- _Requirement A_: Translate this sentence from the LoraRetriever abstract into Spanish: "The modular and plug-and-play nature of LoRA enables the integration of diverse domain-specific LoRAs to enhance the capabilities of LLMs."
- _Requirement B_: According to the LoraRetriever abstract, what kind of framework is LoraRetriever?
- _Requirement C_: Please take the LoraRetriever abstract further, starting after its final sentence.

- _Provided passage_:

LoraRetriever: Input-Aware LoRA Retrieval and Composition for Mixed Tasks in the Wild (2402.09997v1)

Published 15 Feb 2024 in cs.AI, cs.CL, and cs.LG

Abstract: Low-Rank Adaptation (LoRA) provides an effective yet efficient solution for fine-tuning LLMs (LLM). The modular and plug-and-play nature of LoRA enables the integration of diverse domain-specific LoRAs to enhance the capabilities of LLMs. Previous research on exploiting multiple LoRAs either focuses on specific isolated downstream tasks or fixes the selection of LoRAs during training. However, in real-world scenarios, LLMs receive diverse prompts covering different tasks, and the pool of candidate LoRAs is often dynamically updated. To bridge this gap, we propose LoraRetriever, a retrieve-then-compose framework that adaptively retrieves and composes multiple LoRAs according to the input prompts. LoraRetriever contains three main components: firstly, identifying and retrieving LoRAs relevant to the given input; secondly, formulating strategies for effectively integrating the retrieved LoRAs; and thirdly, developing efficient batch inference to accommodate heterogeneous requests. Experimental results indicate that LoraRetriever consistently outperforms the baselines, highlighting its practical effectiveness and versatility.

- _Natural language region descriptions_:
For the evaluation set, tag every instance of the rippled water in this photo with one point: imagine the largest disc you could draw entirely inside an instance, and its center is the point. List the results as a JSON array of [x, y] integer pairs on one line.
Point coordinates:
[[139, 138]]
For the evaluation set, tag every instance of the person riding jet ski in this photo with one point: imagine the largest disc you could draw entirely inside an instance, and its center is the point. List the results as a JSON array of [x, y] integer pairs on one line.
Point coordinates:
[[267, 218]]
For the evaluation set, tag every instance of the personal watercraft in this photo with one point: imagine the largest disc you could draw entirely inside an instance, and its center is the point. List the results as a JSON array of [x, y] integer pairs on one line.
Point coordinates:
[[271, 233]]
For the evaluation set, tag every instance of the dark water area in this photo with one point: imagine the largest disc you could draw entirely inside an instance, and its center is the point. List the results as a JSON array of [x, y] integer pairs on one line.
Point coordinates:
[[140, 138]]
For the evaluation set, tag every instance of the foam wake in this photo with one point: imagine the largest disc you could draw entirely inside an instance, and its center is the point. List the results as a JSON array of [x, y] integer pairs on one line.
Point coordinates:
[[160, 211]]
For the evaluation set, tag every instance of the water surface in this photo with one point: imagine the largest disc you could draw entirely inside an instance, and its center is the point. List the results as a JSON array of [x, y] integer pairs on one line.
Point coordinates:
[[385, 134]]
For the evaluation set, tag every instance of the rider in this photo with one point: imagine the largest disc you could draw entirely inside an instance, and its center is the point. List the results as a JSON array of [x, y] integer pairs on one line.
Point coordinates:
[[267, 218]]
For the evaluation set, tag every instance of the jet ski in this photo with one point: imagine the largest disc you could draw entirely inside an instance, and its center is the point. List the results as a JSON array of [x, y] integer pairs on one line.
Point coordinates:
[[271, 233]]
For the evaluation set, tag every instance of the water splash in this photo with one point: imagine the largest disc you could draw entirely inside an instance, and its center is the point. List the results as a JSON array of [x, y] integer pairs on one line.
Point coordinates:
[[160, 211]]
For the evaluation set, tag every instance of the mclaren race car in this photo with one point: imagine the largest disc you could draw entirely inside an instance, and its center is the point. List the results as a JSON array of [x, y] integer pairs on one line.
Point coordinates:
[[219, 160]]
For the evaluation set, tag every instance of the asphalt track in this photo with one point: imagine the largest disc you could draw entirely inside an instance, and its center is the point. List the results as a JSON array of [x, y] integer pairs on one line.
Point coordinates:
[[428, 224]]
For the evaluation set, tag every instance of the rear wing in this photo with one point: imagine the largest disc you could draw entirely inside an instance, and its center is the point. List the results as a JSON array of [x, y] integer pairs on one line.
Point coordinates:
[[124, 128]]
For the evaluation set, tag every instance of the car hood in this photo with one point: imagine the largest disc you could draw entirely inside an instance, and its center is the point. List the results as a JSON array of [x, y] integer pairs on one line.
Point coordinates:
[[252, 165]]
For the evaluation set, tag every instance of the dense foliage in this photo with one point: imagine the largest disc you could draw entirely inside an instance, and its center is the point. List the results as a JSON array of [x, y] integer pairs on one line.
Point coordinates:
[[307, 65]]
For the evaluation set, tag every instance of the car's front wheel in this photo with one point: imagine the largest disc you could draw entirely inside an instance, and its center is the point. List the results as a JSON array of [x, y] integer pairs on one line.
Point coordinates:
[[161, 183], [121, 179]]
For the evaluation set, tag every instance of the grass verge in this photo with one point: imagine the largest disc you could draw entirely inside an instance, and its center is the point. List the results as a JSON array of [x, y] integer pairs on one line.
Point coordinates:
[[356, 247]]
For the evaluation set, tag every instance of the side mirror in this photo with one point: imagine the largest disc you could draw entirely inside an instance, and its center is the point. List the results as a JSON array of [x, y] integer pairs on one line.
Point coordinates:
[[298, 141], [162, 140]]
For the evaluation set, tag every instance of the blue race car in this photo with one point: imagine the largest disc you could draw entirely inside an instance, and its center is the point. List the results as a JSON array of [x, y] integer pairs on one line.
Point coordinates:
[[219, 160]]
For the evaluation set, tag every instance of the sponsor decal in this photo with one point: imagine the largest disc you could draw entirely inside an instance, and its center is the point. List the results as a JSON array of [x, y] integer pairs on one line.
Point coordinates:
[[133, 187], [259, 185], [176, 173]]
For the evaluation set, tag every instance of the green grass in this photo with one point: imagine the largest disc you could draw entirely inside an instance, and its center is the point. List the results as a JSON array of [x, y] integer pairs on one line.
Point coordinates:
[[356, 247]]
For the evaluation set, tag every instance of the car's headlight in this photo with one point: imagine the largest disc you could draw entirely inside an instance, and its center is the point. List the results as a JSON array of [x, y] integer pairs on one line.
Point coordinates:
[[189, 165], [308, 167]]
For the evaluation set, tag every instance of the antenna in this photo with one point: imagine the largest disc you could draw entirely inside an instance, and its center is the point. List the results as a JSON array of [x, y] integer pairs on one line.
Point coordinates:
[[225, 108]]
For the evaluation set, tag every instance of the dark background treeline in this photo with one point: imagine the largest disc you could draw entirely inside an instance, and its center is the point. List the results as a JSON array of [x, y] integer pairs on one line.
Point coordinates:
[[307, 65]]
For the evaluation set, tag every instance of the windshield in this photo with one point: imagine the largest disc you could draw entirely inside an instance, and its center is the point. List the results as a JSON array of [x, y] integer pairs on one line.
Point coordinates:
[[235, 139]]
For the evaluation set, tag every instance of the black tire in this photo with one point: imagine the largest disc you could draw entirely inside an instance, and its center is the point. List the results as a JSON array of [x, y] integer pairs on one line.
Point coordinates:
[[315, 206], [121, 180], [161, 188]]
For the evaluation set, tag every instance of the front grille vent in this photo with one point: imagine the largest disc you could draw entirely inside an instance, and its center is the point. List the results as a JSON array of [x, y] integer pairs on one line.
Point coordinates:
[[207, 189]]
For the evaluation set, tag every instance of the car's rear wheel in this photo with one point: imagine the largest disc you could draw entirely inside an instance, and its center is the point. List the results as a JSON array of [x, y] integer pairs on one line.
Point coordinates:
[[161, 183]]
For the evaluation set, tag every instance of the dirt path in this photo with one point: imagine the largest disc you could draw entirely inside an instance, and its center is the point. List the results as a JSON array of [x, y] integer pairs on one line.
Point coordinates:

- _Response box A_: La naturaleza modular y plug-and-play de LoRA permite integrar diversos LoRA específicos de dominio para mejorar las capacidades de los LLM.

- _Response box B_: A retrieve-then-compose framework.

- _Response box C_:
Citations (16)

View on Semantic Scholar

Summary

The paper introduces LoraRetriever, which dynamically selects and composes LoRA modules to enhance large language model fine-tuning for mixed real-world tasks.
It employs a retrieve-then-compose method that identifies relevant modules and devises integration strategies to improve adaptability and performance.
Experimental results show that LoraRetriever consistently outperforms baseline models in efficiently handling heterogeneous batch inference.

LoraRetriever, as proposed in the paper "LoraRetriever: Input-Aware LoRA Retrieval and Composition for Mixed Tasks in the Wild," aims to enhance the adaptiveness and efficiency of Low-Rank Adaptation (LoRA) for fine-tuning LLMs in diverse real-world scenarios (2402.09997). LoRA enables modular adaptations to LLMs by incorporating domain-specific submodules. However, the current utilization of multiple LoRA modules often focuses on isolated tasks or static compositions, which limits their adaptability to the dynamic nature of real-world tasks and prompts.

The LoraRetriever framework addresses this limitation by employing a retrieve-then-compose approach that dynamically selects and integrates LoRA modules based on the input prompts. This process consists of three key stages:

Identifying and Retrieving Relevant LoRA Modules: The system first determines which LoRA modules are most pertinent to the given input.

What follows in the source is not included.